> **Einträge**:
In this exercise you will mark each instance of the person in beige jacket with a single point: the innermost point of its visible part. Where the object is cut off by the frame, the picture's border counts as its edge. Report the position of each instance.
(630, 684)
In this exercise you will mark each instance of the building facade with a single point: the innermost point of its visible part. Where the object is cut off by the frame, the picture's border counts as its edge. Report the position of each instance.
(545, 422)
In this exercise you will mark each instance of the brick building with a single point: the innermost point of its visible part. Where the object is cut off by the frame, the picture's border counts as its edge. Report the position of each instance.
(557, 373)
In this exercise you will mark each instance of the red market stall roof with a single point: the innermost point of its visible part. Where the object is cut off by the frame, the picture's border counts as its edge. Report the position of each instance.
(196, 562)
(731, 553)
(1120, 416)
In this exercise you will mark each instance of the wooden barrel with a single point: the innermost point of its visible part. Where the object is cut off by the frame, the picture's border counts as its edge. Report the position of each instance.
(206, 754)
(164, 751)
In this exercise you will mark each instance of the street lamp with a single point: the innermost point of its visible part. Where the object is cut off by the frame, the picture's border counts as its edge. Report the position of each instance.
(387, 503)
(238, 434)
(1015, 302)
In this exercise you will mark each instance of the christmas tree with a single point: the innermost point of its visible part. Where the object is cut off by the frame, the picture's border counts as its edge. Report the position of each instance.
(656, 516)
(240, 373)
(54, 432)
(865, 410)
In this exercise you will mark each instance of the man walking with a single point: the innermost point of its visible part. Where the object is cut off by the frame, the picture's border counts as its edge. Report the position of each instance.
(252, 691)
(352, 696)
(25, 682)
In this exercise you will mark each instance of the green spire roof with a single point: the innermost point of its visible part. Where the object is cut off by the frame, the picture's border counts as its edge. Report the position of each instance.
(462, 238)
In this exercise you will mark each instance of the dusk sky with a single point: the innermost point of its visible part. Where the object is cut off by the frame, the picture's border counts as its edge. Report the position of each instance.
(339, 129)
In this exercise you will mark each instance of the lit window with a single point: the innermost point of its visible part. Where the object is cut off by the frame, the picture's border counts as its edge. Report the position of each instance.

> **AUFGABE**: Schreiben Sie sämtliche Einträge oben Zeile für Zeile unverändert ab.

> **LÖSUNG**:
In this exercise you will mark each instance of the person in beige jacket with a single point: the innermost point of its visible part. Where the object is cut off by the frame, the picture's border counts as its edge. Report the position of each instance.
(630, 684)
In this exercise you will mark each instance of the building facade with a single point: the innermost point of its visible part. Where the object is cut off by the frame, the picture's border counts as its edge. Report the position of each instance.
(545, 422)
In this exercise you will mark each instance of the brick building with a single point: the innermost point of its visible part. Where the object is cut off by the frame, the picture's border counts as its edge. Report the position of each instance.
(557, 373)
In this exercise you will mark each instance of the red market stall roof with a single point: the innermost point of its visible part. Where the object is cut off by the frame, the picture's border counts as its edge. Report the position of each instance.
(196, 562)
(731, 553)
(1120, 416)
In this exercise you will mark each instance of the wooden barrel with a single point: the innermost point of its visible part. Where the object is cut off by the frame, the picture's border counts as its edge. Report the position of each instance.
(206, 754)
(164, 751)
In this exercise you will mark each instance of the street lamp with a single point: the innermost point of its visible part. Where the object is cut off by the frame, the picture's border counts as its edge. Report the position of each instance.
(387, 503)
(238, 434)
(1015, 302)
In this exercise you will mark each instance of the christmas tree with a single point: the innermost point of its visible part. Where the object is cut off by the frame, the picture's border counts as its edge. Report the position of each instance.
(656, 516)
(240, 373)
(54, 432)
(865, 410)
In this exercise you will mark each instance of the man walking with a single point: the innermost point of its visible part. Where the object is cut off by the frame, the picture's border counts as its edge. Report the position of each instance.
(252, 691)
(352, 696)
(25, 682)
In this exercise you will mark each instance of the green spire roof with a single point: the innermost point of its visible part. Where the object is cut off by the frame, the picture's border counts as its edge. Report the position of each instance.
(462, 238)
In this exercise you will mark each instance of the dusk sky with a single point: the innermost point of its visible part. Where the object is cut off by the frame, the picture's border counts as its edge. Report the position of each instance.
(339, 129)
In this exercise you will mark each instance of the lit window with a single point: the innermost point of its visible part. Where the object is cut off by the frame, the picture's border counts as its edge. Report the position of each instance.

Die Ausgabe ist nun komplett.